* Given data
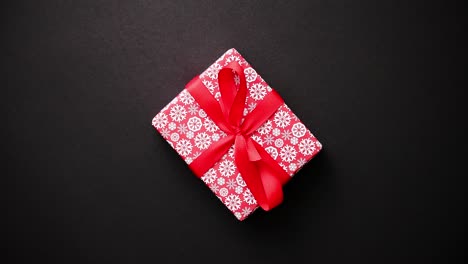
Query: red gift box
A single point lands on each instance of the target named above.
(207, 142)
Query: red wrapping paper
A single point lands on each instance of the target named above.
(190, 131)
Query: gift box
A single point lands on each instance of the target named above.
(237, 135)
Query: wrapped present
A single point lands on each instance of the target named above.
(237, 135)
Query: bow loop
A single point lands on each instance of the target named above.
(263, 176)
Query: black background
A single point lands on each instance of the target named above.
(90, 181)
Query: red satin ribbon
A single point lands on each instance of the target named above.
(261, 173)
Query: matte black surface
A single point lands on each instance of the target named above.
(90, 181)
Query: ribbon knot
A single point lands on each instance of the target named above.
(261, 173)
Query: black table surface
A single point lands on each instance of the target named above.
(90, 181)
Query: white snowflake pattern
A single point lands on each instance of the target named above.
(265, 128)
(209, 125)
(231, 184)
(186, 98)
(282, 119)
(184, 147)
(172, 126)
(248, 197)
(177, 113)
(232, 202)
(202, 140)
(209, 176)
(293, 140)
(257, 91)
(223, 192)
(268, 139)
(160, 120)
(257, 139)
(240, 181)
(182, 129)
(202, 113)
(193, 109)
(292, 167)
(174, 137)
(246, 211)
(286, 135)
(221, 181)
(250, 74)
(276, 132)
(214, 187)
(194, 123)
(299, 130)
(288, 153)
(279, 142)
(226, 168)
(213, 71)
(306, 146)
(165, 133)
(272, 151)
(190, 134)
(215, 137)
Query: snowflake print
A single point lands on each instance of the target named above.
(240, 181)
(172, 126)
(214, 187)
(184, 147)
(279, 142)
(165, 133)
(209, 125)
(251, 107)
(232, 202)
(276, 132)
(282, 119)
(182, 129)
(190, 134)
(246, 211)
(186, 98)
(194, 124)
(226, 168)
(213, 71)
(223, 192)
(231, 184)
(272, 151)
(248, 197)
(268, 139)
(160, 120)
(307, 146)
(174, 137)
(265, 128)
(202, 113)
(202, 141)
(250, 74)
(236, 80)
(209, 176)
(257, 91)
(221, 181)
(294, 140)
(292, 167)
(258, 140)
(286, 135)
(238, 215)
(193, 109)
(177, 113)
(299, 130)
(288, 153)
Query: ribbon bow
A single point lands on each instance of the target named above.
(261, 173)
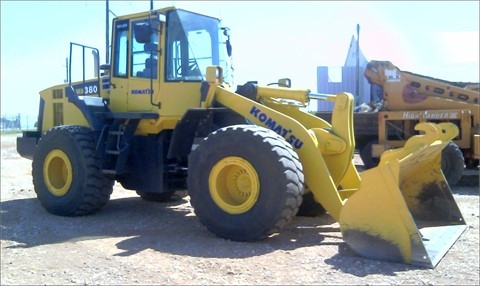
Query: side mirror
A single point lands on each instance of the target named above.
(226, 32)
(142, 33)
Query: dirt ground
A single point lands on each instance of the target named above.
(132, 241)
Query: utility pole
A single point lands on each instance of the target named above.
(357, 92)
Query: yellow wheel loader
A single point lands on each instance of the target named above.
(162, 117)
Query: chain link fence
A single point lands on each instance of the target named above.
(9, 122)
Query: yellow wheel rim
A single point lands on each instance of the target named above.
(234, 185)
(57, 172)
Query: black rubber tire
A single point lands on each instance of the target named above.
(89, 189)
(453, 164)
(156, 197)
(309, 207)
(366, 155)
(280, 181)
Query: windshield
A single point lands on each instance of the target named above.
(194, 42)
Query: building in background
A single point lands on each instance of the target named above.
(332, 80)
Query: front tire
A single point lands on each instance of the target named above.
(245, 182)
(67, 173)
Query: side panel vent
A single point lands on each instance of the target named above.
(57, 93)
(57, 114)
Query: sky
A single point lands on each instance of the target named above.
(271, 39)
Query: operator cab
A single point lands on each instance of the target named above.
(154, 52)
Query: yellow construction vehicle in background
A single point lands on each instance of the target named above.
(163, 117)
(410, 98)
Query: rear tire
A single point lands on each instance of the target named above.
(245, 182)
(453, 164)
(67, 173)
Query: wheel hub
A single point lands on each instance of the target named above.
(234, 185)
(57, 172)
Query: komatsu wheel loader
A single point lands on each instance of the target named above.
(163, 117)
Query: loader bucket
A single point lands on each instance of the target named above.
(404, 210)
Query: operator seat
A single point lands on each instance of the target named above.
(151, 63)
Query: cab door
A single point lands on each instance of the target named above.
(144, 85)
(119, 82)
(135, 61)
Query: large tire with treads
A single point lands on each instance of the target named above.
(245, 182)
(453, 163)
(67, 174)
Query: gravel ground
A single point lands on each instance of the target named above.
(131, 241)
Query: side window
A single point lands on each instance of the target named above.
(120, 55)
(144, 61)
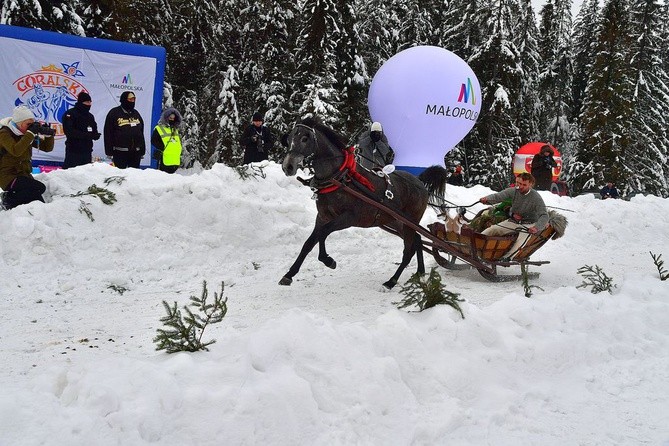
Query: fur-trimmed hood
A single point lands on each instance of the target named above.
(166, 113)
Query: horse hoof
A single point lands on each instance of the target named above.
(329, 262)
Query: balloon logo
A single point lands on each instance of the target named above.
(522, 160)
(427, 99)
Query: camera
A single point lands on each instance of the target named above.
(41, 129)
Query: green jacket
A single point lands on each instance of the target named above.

---

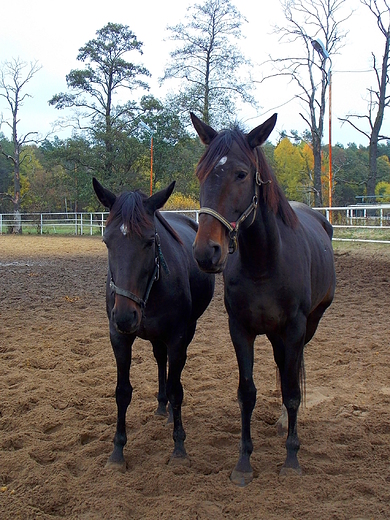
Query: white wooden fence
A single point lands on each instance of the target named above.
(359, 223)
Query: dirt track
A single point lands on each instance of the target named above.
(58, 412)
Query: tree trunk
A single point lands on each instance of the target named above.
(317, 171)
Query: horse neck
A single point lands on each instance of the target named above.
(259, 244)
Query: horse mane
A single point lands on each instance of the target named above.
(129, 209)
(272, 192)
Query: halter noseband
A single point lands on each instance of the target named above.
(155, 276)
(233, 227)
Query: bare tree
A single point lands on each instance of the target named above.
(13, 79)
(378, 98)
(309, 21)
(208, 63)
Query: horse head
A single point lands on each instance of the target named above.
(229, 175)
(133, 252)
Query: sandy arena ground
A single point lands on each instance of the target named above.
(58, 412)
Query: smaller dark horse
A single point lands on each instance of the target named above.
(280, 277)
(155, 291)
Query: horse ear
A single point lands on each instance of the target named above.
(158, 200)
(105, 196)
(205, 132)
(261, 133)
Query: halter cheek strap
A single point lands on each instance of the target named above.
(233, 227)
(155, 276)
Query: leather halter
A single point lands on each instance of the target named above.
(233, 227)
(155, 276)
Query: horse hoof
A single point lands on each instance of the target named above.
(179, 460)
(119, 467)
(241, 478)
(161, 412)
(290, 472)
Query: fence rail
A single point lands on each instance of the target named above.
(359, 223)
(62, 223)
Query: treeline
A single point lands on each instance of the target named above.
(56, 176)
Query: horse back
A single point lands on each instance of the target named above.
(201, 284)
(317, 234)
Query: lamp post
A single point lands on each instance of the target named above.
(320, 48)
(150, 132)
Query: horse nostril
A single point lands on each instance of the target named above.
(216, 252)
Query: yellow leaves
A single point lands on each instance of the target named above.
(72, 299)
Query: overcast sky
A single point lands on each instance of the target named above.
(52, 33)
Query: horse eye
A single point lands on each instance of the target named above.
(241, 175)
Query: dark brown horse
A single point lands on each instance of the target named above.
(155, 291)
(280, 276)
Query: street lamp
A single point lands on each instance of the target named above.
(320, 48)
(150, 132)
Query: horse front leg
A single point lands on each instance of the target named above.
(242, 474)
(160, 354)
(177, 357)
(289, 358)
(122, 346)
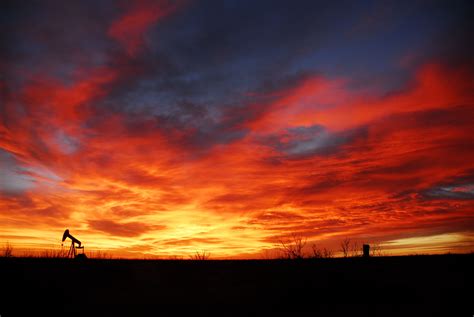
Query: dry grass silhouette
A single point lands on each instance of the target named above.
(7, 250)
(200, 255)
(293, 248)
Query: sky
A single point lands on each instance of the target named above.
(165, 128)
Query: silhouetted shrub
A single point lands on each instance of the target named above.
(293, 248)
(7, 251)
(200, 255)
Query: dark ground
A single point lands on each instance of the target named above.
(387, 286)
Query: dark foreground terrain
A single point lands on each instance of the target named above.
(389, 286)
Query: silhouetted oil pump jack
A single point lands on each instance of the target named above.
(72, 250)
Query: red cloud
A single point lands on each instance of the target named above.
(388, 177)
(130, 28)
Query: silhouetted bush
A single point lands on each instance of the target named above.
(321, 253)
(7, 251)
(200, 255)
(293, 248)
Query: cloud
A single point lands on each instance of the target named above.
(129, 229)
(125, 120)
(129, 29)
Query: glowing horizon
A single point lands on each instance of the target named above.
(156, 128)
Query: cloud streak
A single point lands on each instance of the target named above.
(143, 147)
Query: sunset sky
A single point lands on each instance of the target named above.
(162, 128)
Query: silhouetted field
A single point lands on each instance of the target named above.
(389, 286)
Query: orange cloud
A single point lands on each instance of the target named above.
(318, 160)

* Description of the task
Taking the lines above, repeat exactly those from the line that contains "Query: white snowflake pattern" through the line that contains "Query: snowflake print", and both of those lines as well. Include nothing else.

* Result for this exercise
Query: white snowflake pattern
A single point lands on each instance of the target named above.
(265, 128)
(209, 125)
(231, 184)
(186, 98)
(282, 119)
(184, 147)
(172, 126)
(248, 197)
(177, 113)
(232, 202)
(202, 140)
(209, 176)
(293, 140)
(257, 91)
(223, 192)
(268, 139)
(160, 120)
(257, 139)
(240, 181)
(182, 129)
(202, 113)
(193, 109)
(292, 167)
(174, 137)
(246, 211)
(286, 135)
(221, 181)
(250, 74)
(276, 132)
(214, 187)
(194, 123)
(299, 130)
(288, 153)
(279, 142)
(226, 168)
(213, 71)
(306, 146)
(165, 133)
(272, 151)
(190, 134)
(215, 137)
Query: snowflake print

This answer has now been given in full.